What is expected — Look below for the line that contains "locate drum, a point per instance.", then copy it and each following line to the end of the records, minus any pictures.

Dataset records —
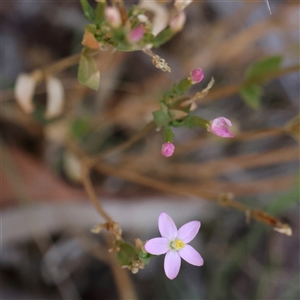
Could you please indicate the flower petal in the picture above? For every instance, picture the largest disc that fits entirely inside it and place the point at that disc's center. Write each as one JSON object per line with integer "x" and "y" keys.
{"x": 167, "y": 227}
{"x": 188, "y": 231}
{"x": 219, "y": 125}
{"x": 157, "y": 246}
{"x": 190, "y": 255}
{"x": 172, "y": 264}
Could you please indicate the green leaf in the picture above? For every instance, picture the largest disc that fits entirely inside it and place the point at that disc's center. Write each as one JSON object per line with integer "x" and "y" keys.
{"x": 182, "y": 86}
{"x": 161, "y": 118}
{"x": 88, "y": 74}
{"x": 163, "y": 37}
{"x": 99, "y": 12}
{"x": 126, "y": 254}
{"x": 251, "y": 94}
{"x": 195, "y": 121}
{"x": 89, "y": 12}
{"x": 263, "y": 67}
{"x": 168, "y": 134}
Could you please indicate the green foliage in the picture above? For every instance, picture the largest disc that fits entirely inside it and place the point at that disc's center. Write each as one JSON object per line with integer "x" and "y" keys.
{"x": 99, "y": 13}
{"x": 161, "y": 118}
{"x": 88, "y": 74}
{"x": 195, "y": 121}
{"x": 127, "y": 254}
{"x": 250, "y": 90}
{"x": 252, "y": 95}
{"x": 164, "y": 36}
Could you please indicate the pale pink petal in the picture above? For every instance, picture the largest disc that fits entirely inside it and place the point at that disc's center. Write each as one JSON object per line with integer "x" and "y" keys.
{"x": 157, "y": 246}
{"x": 188, "y": 231}
{"x": 219, "y": 125}
{"x": 167, "y": 149}
{"x": 136, "y": 34}
{"x": 167, "y": 227}
{"x": 190, "y": 255}
{"x": 172, "y": 264}
{"x": 196, "y": 76}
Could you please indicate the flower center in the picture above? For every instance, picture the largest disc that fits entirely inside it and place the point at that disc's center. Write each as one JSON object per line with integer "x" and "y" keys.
{"x": 177, "y": 244}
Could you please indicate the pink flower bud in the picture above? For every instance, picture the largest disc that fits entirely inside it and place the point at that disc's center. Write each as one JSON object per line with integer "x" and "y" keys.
{"x": 177, "y": 22}
{"x": 196, "y": 76}
{"x": 136, "y": 34}
{"x": 113, "y": 16}
{"x": 218, "y": 127}
{"x": 167, "y": 149}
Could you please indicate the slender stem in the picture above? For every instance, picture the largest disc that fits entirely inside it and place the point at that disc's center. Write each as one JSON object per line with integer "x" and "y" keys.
{"x": 93, "y": 160}
{"x": 91, "y": 192}
{"x": 230, "y": 90}
{"x": 224, "y": 200}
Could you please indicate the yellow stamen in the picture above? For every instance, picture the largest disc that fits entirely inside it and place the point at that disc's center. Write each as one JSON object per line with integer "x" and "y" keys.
{"x": 177, "y": 244}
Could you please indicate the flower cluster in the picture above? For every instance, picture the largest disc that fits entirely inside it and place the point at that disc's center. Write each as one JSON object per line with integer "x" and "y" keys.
{"x": 174, "y": 243}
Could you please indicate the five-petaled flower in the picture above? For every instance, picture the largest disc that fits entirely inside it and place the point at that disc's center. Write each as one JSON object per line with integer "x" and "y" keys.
{"x": 218, "y": 127}
{"x": 174, "y": 243}
{"x": 167, "y": 149}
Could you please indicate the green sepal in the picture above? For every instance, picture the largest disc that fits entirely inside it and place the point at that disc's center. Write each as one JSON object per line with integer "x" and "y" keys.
{"x": 177, "y": 123}
{"x": 262, "y": 68}
{"x": 88, "y": 74}
{"x": 161, "y": 118}
{"x": 195, "y": 121}
{"x": 126, "y": 254}
{"x": 164, "y": 36}
{"x": 183, "y": 86}
{"x": 88, "y": 10}
{"x": 168, "y": 134}
{"x": 251, "y": 94}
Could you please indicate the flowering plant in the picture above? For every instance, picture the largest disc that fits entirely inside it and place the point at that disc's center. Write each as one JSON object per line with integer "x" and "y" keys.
{"x": 174, "y": 243}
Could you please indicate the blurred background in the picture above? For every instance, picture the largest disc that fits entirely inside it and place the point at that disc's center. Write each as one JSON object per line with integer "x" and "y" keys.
{"x": 47, "y": 248}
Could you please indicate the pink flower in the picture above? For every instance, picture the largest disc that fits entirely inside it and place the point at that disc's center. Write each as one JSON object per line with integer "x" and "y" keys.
{"x": 136, "y": 34}
{"x": 167, "y": 149}
{"x": 196, "y": 76}
{"x": 113, "y": 16}
{"x": 174, "y": 243}
{"x": 218, "y": 127}
{"x": 177, "y": 22}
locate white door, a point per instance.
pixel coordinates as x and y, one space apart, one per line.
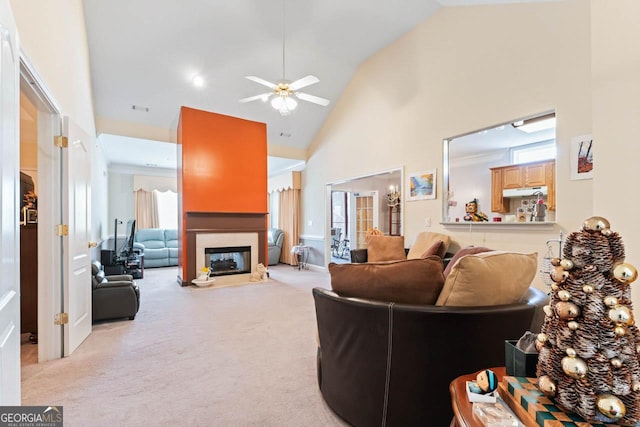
76 159
9 208
364 215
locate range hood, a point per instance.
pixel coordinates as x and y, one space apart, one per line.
524 192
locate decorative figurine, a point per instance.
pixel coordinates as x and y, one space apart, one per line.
486 382
471 209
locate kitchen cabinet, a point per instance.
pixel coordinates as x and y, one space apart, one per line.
521 176
512 177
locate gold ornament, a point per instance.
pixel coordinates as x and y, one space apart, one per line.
573 325
625 273
567 310
596 223
547 386
567 264
574 367
606 231
564 295
621 314
559 274
611 407
610 301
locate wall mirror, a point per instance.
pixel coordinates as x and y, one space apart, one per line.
507 170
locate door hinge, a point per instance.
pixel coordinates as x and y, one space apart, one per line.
61 318
61 141
62 230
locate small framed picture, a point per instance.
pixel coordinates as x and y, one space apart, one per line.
32 216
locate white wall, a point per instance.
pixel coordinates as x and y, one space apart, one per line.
52 35
465 68
615 66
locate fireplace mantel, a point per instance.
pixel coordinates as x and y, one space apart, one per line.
219 222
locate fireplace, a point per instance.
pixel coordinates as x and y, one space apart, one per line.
228 260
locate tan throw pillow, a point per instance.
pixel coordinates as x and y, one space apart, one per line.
385 248
424 241
469 250
489 278
416 281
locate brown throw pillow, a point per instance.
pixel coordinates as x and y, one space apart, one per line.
489 278
385 248
417 281
469 250
434 249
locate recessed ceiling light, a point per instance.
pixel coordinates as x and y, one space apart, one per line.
197 80
140 108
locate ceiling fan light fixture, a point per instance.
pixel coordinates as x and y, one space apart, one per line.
284 104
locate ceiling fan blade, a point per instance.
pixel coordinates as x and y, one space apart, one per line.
304 82
263 97
262 82
312 98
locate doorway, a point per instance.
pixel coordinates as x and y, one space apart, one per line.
358 204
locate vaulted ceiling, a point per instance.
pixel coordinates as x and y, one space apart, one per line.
145 53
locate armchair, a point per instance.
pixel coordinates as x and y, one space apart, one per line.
113 297
275 238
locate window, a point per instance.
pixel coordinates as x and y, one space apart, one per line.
533 152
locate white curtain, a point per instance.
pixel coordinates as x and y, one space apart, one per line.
167 207
146 209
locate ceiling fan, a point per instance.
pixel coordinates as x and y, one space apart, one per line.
283 91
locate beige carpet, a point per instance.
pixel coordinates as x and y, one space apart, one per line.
233 356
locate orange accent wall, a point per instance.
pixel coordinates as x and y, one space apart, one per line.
222 166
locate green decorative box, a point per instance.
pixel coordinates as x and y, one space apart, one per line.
517 362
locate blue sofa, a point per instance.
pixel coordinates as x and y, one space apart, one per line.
160 246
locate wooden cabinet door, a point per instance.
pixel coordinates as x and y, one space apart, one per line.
534 175
512 177
497 201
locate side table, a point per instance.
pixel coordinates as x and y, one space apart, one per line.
302 254
462 408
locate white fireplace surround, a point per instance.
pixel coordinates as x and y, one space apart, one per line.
221 240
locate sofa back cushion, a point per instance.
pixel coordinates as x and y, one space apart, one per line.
151 238
416 281
489 278
426 240
385 248
171 238
469 250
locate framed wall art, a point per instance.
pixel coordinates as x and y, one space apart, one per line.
582 157
421 185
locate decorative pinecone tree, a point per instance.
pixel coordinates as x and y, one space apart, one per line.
589 343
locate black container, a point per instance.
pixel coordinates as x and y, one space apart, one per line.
517 362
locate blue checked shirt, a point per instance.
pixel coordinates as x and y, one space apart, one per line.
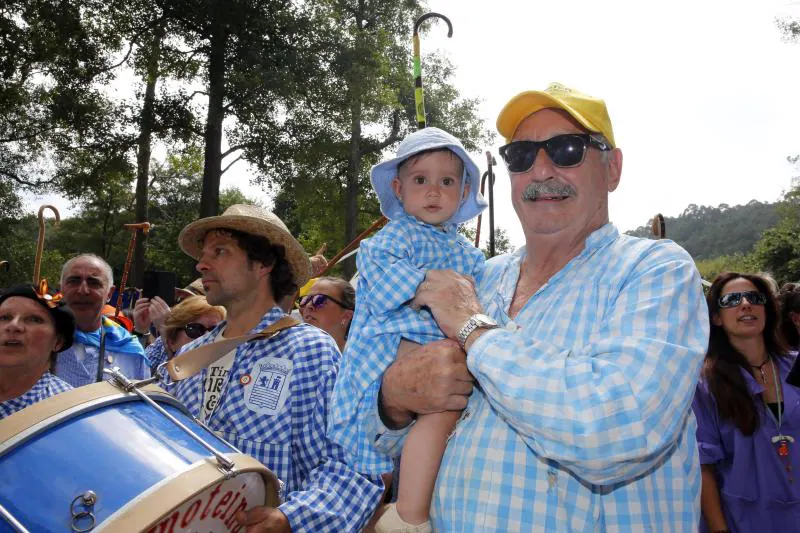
284 422
581 421
390 265
48 385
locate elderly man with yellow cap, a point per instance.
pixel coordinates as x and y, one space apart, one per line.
575 358
269 396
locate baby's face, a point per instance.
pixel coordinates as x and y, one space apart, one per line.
429 186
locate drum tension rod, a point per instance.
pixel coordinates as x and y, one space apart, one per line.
225 464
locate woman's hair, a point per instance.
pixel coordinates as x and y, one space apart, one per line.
348 297
187 311
724 363
790 303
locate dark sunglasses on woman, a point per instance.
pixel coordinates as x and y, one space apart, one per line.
195 330
318 300
732 299
567 150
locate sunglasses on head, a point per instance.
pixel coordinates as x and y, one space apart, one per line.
732 299
195 330
318 300
568 150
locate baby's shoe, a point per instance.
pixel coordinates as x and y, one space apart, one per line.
390 522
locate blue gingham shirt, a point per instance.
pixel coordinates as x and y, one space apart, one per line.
79 373
390 265
322 492
582 420
48 385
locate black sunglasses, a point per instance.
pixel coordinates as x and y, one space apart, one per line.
732 299
567 150
318 300
195 330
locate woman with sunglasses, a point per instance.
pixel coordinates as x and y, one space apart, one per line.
33 328
329 306
188 320
748 417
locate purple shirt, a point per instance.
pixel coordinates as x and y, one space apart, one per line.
752 478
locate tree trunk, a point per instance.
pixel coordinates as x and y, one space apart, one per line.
143 155
212 168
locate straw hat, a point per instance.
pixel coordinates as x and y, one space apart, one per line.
255 221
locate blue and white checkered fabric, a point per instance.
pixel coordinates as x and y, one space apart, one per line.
79 373
323 493
48 385
582 421
391 265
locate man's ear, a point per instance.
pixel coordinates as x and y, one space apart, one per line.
614 169
397 186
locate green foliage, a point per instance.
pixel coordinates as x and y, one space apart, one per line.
709 232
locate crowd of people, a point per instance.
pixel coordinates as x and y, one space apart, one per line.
584 382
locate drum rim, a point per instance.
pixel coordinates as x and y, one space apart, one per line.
142 512
35 419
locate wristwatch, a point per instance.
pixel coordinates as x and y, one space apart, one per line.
476 321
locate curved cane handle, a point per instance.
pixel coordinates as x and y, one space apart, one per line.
37 264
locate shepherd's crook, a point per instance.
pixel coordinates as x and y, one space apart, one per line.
659 227
419 96
145 227
37 264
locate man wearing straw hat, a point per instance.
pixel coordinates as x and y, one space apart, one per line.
582 420
269 396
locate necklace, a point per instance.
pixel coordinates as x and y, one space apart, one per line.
761 369
780 439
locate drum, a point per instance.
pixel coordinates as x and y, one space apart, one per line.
97 458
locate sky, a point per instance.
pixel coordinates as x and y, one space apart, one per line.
704 95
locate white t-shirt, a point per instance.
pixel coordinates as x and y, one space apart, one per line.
216 379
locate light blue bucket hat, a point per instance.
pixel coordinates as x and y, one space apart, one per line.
423 140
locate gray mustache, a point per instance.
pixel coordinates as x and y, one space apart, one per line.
547 188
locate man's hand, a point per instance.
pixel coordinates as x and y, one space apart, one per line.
429 379
451 298
264 520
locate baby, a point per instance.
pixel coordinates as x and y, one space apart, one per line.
429 188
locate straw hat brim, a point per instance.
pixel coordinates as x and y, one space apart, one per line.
190 239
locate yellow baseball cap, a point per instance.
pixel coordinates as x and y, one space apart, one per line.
590 112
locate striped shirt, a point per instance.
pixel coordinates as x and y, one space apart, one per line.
582 420
47 386
273 406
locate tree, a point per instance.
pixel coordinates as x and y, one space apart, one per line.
357 103
778 251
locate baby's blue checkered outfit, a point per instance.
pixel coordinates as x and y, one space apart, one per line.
581 421
391 265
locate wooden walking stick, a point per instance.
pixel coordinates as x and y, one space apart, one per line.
134 229
659 227
37 264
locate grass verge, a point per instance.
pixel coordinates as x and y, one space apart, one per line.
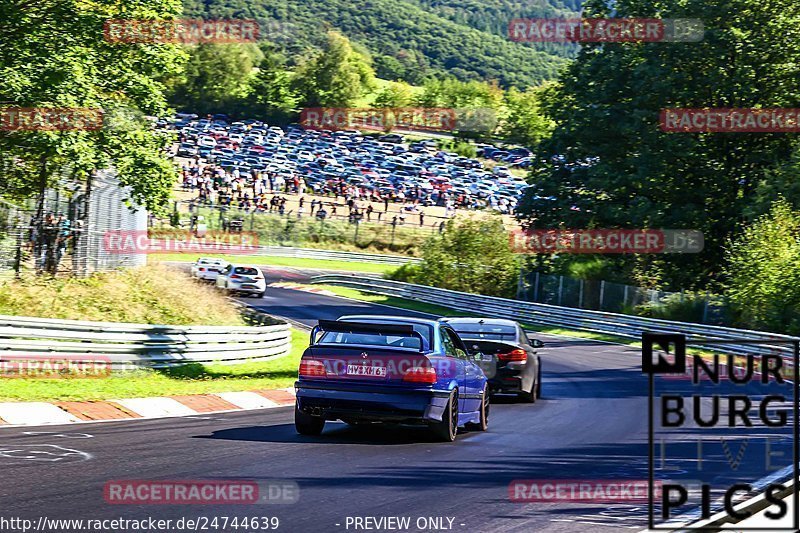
189 379
322 264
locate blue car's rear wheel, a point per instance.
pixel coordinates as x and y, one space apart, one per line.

Solution to the exercise —
locate drum, a point per instance.
pixel coordinates as x and y, one space apart, one per line.
97 458
locate sky, a point per instance.
pixel coordinates as x and y, one space apart, one per line.
704 95
locate white t-shirt, a point per instance.
pixel coordinates as x and y, one space apart, one per line.
216 379
locate light blue bucket hat, a point per instance.
pixel coordinates as x and y, one space apart, one per line.
423 140
locate gray mustache, a point per instance.
pixel coordinates as x and y, one space apart, one per line.
547 188
locate man's hand, a point per instance.
pixel coordinates as x and y, one space apart, one per line.
429 379
451 298
264 520
locate baby, a point per instance.
pixel coordinates as x and y, one space apart, one per line.
429 188
locate straw hat brim, a point per instance.
pixel coordinates as x and y, one space apart, one per line.
190 239
locate yellow baseball cap, a point per instance.
pixel coordinates as x and y, one space apart, one per line.
590 112
locate striped shirt, a point per instance.
pixel coordinates as x and y, one space apart, one per line.
582 420
47 386
273 406
locate tree, a point per instance.
pixel coordinates as x and y, one space apart, one per line.
357 103
778 251
locate baby's blue checkered outfit, a point per instance.
pixel coordinates as x and y, one space apart, one per line.
581 421
391 265
locate wooden walking stick, a point per instance.
pixel coordinates as x and y, one space apart, one per line.
134 229
659 227
37 264
locate grass verge, a point per instance.
pixel coordinates as x and y, one space apart, one per line.
189 379
322 264
locate blue car's rear wheel, a point per instance.
pixel coordinates as x and y, one space apart, one per line.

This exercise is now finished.